- [PROBLEM TO SOLVE]:
Gather each line in the records below that contains the word "hillside".

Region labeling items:
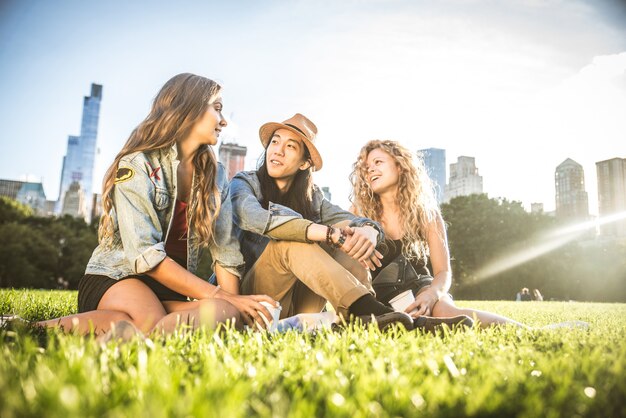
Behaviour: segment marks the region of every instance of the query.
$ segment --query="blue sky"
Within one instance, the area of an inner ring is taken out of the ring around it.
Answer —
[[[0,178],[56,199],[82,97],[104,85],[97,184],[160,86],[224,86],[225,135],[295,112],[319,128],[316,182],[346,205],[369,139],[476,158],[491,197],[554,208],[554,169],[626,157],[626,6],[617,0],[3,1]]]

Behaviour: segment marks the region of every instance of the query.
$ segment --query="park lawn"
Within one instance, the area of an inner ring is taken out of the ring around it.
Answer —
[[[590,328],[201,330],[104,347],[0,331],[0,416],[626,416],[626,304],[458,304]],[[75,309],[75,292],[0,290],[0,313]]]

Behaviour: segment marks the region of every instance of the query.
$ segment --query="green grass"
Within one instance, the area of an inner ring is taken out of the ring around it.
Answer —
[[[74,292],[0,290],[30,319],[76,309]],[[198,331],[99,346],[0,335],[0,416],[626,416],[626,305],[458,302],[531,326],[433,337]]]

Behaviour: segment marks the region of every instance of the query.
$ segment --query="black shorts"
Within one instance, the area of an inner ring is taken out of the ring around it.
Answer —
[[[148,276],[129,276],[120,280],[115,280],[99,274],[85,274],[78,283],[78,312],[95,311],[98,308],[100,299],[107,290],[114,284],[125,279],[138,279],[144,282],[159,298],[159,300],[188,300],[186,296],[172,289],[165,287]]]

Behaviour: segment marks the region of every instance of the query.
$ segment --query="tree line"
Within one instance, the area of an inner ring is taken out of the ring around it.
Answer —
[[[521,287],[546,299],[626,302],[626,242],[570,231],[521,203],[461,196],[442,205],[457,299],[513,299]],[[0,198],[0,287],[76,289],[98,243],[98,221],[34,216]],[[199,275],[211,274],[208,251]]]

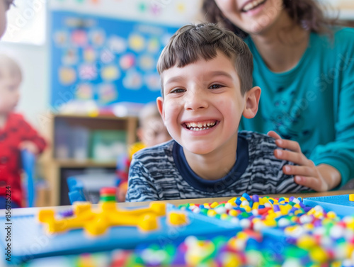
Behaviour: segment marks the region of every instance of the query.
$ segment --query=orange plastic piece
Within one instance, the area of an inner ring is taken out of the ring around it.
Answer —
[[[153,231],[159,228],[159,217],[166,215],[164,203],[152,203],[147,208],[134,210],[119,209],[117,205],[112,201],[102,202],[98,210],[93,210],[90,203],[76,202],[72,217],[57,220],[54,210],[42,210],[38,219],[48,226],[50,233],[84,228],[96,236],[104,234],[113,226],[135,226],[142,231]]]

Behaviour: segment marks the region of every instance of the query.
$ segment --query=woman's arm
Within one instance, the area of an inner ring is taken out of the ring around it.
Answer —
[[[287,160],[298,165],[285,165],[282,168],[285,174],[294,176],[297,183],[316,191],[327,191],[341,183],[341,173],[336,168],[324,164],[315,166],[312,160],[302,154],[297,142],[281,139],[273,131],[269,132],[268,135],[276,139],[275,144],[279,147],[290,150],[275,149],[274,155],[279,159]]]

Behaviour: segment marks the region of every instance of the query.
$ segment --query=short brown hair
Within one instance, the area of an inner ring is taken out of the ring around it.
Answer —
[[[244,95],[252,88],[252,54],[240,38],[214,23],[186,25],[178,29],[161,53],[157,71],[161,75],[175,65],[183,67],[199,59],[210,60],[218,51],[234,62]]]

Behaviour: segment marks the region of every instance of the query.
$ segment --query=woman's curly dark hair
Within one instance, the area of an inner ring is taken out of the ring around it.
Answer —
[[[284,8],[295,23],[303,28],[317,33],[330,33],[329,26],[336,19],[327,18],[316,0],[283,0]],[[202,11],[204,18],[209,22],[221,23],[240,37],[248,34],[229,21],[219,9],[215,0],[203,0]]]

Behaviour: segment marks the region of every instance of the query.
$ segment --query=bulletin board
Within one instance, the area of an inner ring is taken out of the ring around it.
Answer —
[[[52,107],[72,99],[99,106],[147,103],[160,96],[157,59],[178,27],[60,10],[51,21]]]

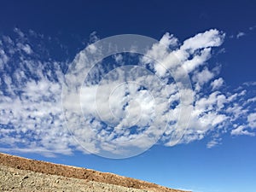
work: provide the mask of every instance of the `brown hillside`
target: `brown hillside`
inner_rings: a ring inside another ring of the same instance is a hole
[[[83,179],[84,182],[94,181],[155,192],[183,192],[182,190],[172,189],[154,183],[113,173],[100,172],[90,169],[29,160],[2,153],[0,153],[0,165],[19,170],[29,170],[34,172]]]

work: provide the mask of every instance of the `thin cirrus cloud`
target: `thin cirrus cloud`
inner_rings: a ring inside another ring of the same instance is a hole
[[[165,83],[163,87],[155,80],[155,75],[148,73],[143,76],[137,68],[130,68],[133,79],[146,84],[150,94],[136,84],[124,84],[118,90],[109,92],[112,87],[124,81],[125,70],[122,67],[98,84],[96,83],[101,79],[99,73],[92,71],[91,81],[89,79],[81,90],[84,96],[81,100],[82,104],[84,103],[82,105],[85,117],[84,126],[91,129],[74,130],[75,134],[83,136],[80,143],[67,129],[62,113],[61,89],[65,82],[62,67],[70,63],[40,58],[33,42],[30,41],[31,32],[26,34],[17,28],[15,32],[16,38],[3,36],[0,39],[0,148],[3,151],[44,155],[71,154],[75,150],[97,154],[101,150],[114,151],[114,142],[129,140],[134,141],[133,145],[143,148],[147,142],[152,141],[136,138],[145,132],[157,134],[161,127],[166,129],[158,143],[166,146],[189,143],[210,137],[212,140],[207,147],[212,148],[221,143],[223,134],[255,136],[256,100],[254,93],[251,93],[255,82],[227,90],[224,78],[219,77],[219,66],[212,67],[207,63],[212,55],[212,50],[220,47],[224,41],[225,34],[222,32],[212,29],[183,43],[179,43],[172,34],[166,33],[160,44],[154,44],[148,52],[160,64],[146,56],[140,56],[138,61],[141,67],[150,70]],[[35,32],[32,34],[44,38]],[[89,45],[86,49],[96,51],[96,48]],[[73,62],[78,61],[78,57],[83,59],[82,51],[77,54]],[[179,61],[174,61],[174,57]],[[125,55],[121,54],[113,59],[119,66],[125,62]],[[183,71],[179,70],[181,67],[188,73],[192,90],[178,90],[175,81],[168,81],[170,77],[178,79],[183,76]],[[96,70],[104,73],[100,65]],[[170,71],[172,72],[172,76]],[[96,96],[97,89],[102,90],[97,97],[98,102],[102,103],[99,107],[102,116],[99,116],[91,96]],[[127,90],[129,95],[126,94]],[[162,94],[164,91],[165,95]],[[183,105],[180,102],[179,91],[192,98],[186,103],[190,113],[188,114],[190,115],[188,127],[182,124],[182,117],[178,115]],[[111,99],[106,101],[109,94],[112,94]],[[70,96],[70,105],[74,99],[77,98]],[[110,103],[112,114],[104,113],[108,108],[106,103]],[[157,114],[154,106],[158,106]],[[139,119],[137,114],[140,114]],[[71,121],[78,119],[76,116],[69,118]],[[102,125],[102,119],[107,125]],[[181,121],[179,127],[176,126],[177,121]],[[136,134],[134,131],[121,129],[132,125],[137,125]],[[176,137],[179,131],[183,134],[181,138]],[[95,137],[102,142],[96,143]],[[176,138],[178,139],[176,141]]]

- [RESULT OF THE TASK]:
work: provide the mask of every instance of the `brown hillside`
target: `brown hillside`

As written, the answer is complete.